*SELECTED EXCERPT:*
= Beginning of Section =
Purpose. The aim of this study is to propose and test a comprehensive model of compliance with environmental law (EL). The legal and psychosocial peculiarities of environmental transgressions suggest that the nature and relative impact of the determinants of ordinary people's compliance with EL may differ from those involved in compliance with ordinary laws.
Method. A total of 439 university students of Law, Psychology, Pedagogy, and Speech Therapy majors, aged between 18 and 58, took part in the study. Participants answered a questionnaire assessing illegal anti-ecological behaviour (IAEB), legal-sanction-related variables, injunctive and prescriptive social norms, personal norms, and sustainability attitudes. The data from all participants were processed using structural equation analysis to test the hypothesized model.
Results. The main antecedents of IAEB are personal norms and, to a lesser extent, sustainability attitudes and descriptive social norms. Personal norms on IAEB are influenced by injunctive social norms and also by sustainability attitudes. Legal-sanction-related variables affect personal norms and IAEB, but only by indirectly influencing social norms.
Conclusions. Although legal-sanction-related variables and norms have been traditionally used to explain illegal behaviour, the legal and psychosocial peculiarities of IAEB are reflected in the process of compliance with environmental protection laws. Results allow for a refinement of the relationship between personal and social norms, showing that the main determinants of IAEB is personal norm, but that descriptive social norms also directly affect behaviour, and that sustainability attitudes play an unquestionable role in compliance with ELs.
= End of Section =
*REQUIRED WORK:* Rewrite the environmental law study summary from "Results. The main" to "influencing social norms.", changing "sustainability attitudes" to "environmental attitudes".

*INFORMATION GIVEN:*
= Beginning of Section =
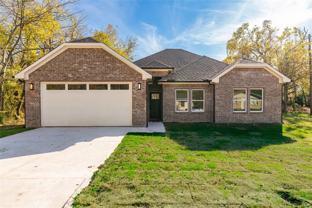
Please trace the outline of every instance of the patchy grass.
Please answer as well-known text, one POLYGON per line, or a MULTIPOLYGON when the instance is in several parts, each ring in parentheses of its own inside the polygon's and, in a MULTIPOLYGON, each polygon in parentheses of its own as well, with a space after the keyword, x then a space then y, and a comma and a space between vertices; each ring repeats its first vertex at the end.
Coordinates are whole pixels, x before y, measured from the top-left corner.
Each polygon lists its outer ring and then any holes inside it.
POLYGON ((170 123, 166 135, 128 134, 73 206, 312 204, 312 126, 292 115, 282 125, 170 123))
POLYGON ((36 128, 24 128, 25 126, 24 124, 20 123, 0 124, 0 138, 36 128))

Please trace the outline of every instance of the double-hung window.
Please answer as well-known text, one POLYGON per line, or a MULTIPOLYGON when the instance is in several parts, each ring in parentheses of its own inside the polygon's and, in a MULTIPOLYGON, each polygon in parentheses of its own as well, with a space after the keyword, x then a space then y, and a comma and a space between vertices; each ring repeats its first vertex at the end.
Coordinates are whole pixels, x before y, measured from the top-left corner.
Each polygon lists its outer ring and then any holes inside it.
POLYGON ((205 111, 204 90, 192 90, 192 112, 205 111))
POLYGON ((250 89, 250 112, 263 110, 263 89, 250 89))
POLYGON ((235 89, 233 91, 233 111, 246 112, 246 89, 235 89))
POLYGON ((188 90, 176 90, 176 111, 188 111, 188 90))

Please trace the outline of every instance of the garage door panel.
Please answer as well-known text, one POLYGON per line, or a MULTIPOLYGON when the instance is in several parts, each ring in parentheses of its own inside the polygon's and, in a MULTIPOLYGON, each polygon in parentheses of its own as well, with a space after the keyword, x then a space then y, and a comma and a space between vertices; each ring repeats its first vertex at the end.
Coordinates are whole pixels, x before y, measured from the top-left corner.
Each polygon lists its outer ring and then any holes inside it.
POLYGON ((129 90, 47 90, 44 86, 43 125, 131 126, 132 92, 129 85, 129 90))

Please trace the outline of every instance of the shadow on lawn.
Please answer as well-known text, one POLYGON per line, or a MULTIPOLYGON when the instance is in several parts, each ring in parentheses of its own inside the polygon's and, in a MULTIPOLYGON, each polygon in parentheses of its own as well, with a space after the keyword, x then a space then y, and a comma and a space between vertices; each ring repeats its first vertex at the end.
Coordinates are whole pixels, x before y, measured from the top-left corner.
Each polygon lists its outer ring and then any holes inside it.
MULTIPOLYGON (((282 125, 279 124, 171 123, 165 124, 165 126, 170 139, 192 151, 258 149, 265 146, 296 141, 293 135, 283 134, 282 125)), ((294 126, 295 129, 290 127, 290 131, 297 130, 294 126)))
= End of Section =
= Beginning of Section =
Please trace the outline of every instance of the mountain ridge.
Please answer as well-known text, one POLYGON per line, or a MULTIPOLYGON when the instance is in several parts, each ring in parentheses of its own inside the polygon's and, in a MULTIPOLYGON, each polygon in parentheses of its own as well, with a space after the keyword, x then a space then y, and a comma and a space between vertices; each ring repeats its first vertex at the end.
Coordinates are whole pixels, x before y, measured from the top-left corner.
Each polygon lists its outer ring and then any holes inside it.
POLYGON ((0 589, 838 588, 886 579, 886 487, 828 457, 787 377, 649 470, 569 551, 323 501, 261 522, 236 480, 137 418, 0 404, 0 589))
= End of Section =
*REPLY TO THE TASK:*
Results. The main antecedents of IAEB are personal norms and, to a lesser extent, environmental attitudes and descriptive social norms. Personal norms on IAEB are influenced by injunctive social norms and also by environmental attitudes. Legal-sanction-related variables affect personal norms and IAEB, but only by indirectly influencing social norms.